> _DOCUMENT PASSAGE_
====

Why not use pipes! The pipeline API is still a work in progress, and the example below is just to show some of it's features. The API will support modifying pipelines, and additional featurization modules.


In [ ]:
options(stringsAsFactors = TRUE)

predictions_pipeline <- logit_model %>%
  mxPredict(data = test_df, extraVarsToWrite = "sentiment") %>%
  rxRocCurve(actualVarName = "sentiment", predVarNames = "Probability.1", data = .)

Testing the SDCA Model


In [ ]:
predictions <- mxPredict(logit_model, data = test_df, extraVarsToWrite = "sentiment")
roc_results <- rxRoc(actualVarName = "sentiment", predVarNames = "Probability.1", data = predictions)
roc_results$predVarName <- factor(roc_results$predVarName)
plot(roc_results)

Neural Networks

Let's try to estimate another binary classifier from this dataset, but with a Neural Network architecture rather than a logistic regression model.

In the following chunk, we call our neural network model, and set the optimizer to be a stochastic gradient descent optimizer with a learning rate of 0.2. Furthermore, we use the type argument to ensure we are learning a binary classifier. By default our network architecture will have 100 hidden nodes.


In [ ]:
nn_sentiment <- mxNeuralNet(sentiment ~ reviewTran,
                            data = train_df,
                            type = "binary",
                            mxTransforms = list(mtText(vars = c(reviewTran = "review"),
                                                       stopwordsRemover = maPredefinedStopwords(),
                                                       keepPunctuations = FALSE,
                                                       ngramLength = 3)),
                            optimizer = maOptimizerSgd(learningRate = 0.2))

Scoring the Neural Net

We can similary score our results from the neural network model


In [ ]:
predictions <- mxPredict(nn_sentiment, data = test_df, extraVarsToWrite = "sentiment")
roc_results <- rxRoc(actualVarName = "sentiment", predVarNames = "Probability.1", data = predictions)
roc_results$predVarName <- factor(roc_results$predVarName)
plot(roc_results)

====

> _EXERCISE DETAILS_
Answer these questions from the sentiment modeling text:
1. According to the text, what will the pipeline API support?
2. What learning rate is set for the stochastic gradient descent optimizer?
3. How many hidden nodes does the network architecture have by default?

> _DATASET EXTRACT_
====

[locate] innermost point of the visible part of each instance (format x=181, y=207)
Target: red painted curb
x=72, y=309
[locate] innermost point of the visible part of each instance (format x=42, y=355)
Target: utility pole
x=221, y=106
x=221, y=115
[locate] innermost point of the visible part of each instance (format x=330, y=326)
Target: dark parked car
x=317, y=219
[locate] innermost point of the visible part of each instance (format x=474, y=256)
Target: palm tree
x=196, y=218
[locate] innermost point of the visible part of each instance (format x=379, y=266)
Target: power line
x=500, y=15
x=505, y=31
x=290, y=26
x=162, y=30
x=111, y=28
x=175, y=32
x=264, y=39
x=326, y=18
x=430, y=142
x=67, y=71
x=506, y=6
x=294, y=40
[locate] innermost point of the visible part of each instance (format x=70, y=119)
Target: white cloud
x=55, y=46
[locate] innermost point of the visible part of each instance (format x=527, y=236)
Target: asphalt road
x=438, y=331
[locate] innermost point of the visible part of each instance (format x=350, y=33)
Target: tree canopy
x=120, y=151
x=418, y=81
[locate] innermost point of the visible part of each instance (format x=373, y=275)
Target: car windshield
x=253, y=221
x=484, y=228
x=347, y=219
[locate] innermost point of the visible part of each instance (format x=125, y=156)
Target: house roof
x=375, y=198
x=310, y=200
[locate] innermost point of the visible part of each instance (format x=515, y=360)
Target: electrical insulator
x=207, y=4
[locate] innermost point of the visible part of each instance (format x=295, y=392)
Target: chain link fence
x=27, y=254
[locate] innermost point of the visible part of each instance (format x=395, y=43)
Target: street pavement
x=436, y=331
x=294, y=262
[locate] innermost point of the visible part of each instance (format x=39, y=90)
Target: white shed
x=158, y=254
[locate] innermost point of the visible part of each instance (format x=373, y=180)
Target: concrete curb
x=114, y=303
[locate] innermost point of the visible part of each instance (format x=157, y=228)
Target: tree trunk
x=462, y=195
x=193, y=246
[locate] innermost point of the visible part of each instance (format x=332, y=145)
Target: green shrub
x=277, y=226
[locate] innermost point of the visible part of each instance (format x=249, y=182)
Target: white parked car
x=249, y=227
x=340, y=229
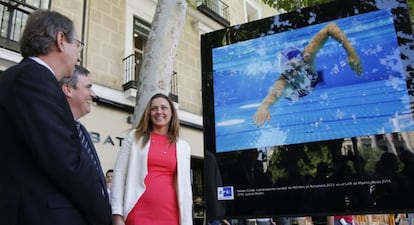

====

> _RESPONSE FOR THIS EXERCISE_
1. Modifying pipelines and additional featurization modules.
2. 0.2.
3. 100 hidden nodes.